*Entries provided:*
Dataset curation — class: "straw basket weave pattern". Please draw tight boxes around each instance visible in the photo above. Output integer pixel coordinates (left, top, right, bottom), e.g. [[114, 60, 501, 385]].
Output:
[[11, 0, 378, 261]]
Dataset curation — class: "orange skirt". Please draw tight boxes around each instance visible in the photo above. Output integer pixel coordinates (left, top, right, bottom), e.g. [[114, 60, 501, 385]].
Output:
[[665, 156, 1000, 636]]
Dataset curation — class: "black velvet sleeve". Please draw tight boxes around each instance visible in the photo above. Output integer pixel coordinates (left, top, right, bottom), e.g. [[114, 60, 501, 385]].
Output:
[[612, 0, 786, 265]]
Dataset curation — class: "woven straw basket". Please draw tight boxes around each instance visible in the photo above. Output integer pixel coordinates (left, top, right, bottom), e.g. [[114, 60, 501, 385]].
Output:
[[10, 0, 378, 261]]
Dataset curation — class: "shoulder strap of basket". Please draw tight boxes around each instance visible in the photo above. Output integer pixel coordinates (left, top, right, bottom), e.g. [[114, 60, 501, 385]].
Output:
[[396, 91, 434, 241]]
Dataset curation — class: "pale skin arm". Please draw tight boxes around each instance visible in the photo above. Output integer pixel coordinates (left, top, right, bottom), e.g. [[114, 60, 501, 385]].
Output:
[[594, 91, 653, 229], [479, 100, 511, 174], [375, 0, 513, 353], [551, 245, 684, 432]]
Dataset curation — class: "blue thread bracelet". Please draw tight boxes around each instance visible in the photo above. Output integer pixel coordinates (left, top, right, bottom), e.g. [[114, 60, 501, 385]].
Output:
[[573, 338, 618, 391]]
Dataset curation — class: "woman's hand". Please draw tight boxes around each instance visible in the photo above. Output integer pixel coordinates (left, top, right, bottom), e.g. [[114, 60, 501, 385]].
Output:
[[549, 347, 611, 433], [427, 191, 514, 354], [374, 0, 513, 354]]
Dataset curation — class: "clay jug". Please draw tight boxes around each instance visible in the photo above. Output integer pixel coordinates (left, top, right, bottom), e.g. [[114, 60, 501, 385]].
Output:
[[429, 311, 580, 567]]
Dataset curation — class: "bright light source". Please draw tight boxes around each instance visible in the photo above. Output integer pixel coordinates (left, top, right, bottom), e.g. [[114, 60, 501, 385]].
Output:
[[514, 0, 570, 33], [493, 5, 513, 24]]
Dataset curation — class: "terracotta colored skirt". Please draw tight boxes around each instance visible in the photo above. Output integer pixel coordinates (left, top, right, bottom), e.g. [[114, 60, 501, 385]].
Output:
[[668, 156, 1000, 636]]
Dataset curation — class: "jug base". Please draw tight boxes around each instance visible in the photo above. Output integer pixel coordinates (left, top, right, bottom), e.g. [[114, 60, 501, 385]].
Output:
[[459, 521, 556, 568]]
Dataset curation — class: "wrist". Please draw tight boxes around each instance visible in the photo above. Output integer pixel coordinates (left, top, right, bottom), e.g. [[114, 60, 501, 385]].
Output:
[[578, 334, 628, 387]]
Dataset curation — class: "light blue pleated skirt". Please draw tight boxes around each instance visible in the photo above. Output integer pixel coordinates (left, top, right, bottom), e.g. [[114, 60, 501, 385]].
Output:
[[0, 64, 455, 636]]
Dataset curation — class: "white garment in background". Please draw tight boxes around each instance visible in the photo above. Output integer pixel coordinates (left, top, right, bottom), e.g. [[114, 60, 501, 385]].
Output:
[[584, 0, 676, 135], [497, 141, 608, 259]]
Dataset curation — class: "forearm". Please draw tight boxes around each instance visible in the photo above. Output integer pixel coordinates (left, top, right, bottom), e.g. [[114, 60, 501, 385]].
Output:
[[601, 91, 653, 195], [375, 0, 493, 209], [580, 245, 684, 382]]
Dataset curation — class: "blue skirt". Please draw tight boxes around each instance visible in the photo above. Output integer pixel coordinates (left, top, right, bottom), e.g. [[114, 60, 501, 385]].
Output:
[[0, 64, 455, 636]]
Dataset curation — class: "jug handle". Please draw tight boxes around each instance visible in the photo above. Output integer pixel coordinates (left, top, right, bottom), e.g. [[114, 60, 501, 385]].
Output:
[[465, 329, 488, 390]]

*Exercise task:*
Could you write out all of the rows above again, unchanged, with every word, number and bracket in place?

*Full output:*
Dataset curation — class: "straw basket weave pattern". Please draw tight boxes around each instance visible in the photo above. Output integer pixel coordinates (left, top, right, bottom), e.g. [[114, 60, 501, 385]].
Output:
[[11, 0, 378, 261]]
Dataset curation — class: "orange skirt". Please draw tight boxes around each instance visible in the photo above. Output integer pixel coordinates (left, top, right, bottom), e.g. [[114, 60, 501, 385]].
Output:
[[665, 156, 1000, 636]]
Dataset curation — class: "black velvet sleeve". Please draw tight boxes around each instance visible in the photo above. Output integer pixel coordinates (left, top, right, bottom), e.g. [[114, 60, 501, 385]].
Output:
[[612, 0, 786, 265]]
Dataset curation — class: "woven straw basket". Please draw tight boxes around each instance visible in the photo above. Output integer pixel coordinates (left, top, right, bottom), e.g. [[114, 60, 501, 385]].
Output:
[[10, 0, 378, 261]]
Dataset curation — class: "shoulder strap of basket". Please draw tight boxes around each instance visible in the photo above. Output integer pixel coordinates (left, top, right, bottom), e.g. [[114, 60, 501, 385]].
Output:
[[396, 91, 434, 241]]
Dataset curation — class: "pale skin arm". Please draw tight boxes around each instance visible in the photo above. Output integer pixel coordinates (left, top, right, bottom), e.g. [[114, 60, 501, 385]].
Output:
[[594, 91, 653, 229], [479, 100, 511, 174], [375, 0, 513, 353], [551, 245, 684, 432]]
Dataset curation — class: "blue thread bracelet". Please draw tight boxes around each instance visible in the photo above. Output integer pixel coordinates (left, top, right, bottom), e.g. [[114, 60, 501, 385]].
Output:
[[573, 338, 618, 391]]
Dataset curation — class: "woman's hand". Please draw tight boxes around each instance visible in the photo above. Output integer pixel coordinates (left, top, right, bottom), e.g. [[114, 60, 501, 385]].
Output:
[[549, 347, 611, 433], [427, 191, 514, 354], [374, 0, 513, 354]]
Dataset curation — class: "clay jug". Please draw tight boxes around each instance visible in the photo above. Output integer pixel coordinates (left, top, right, bottom), e.g. [[114, 60, 501, 385]].
Output:
[[429, 311, 580, 567]]
Dataset curation — class: "bright light source". Please draw tight boxes around each instance visible in the photo above. Output integer pixel coordinates (left, top, right, bottom), e.g. [[114, 60, 501, 385]].
Output:
[[514, 0, 570, 33], [493, 5, 513, 24]]
Dataset curation — class: "terracotta colored skirt". Please draw tight boxes around each instance visible in the photo above. Output integer pixel coordinates (left, top, right, bottom), e.g. [[114, 60, 501, 385]].
Output:
[[668, 156, 1000, 636]]
Dataset curation — class: "jug base". Please draw tight boxes around each instance visible in the photo above. Output integer pixel coordinates (left, top, right, bottom), e.g. [[114, 60, 501, 385]].
Output:
[[459, 521, 556, 568]]
Dataset curation — class: "wrist". Please draw tight boxes around each instance visible in the photo above. Output integer pixel coordinates (left, top, right, bottom), e.g. [[114, 60, 501, 385]].
Output:
[[578, 334, 628, 387]]
Dataset curation — class: "light blue pleated skirt". Please draw tight boxes around each instance visible in the photo above. Output integer pixel coordinates (left, top, right, bottom), e.g. [[114, 60, 501, 385]].
Output:
[[0, 64, 455, 636]]
Dataset curation — class: "white garment in background". Please draw tight boxes around each instance visible in the photo above. Output integer pixel coordinates (left, top, right, bottom), e.g. [[114, 60, 501, 385]].
Output:
[[584, 0, 676, 135], [497, 141, 608, 259]]
Dataset curation — class: "forearm". Please draw tight boxes around each instance visible in the photo above. Output integer pixel coordinates (left, top, right, bottom), e.g. [[114, 60, 501, 385]].
Output:
[[601, 91, 653, 195], [375, 0, 493, 209], [580, 245, 684, 382]]
Dataset curation — class: "blue skirt". Please draw tight boxes around each instance visible in the photo above. Output integer pixel coordinates (left, top, right, bottom), e.g. [[114, 60, 501, 385]].
Output:
[[0, 64, 455, 636]]
Dataset curation — class: "jug handle". Please draw tight boxes around each instance visible in the photo above. Output integer pixel coordinates (left, top, right, bottom), e.g. [[114, 60, 501, 385]].
Output:
[[465, 329, 488, 390]]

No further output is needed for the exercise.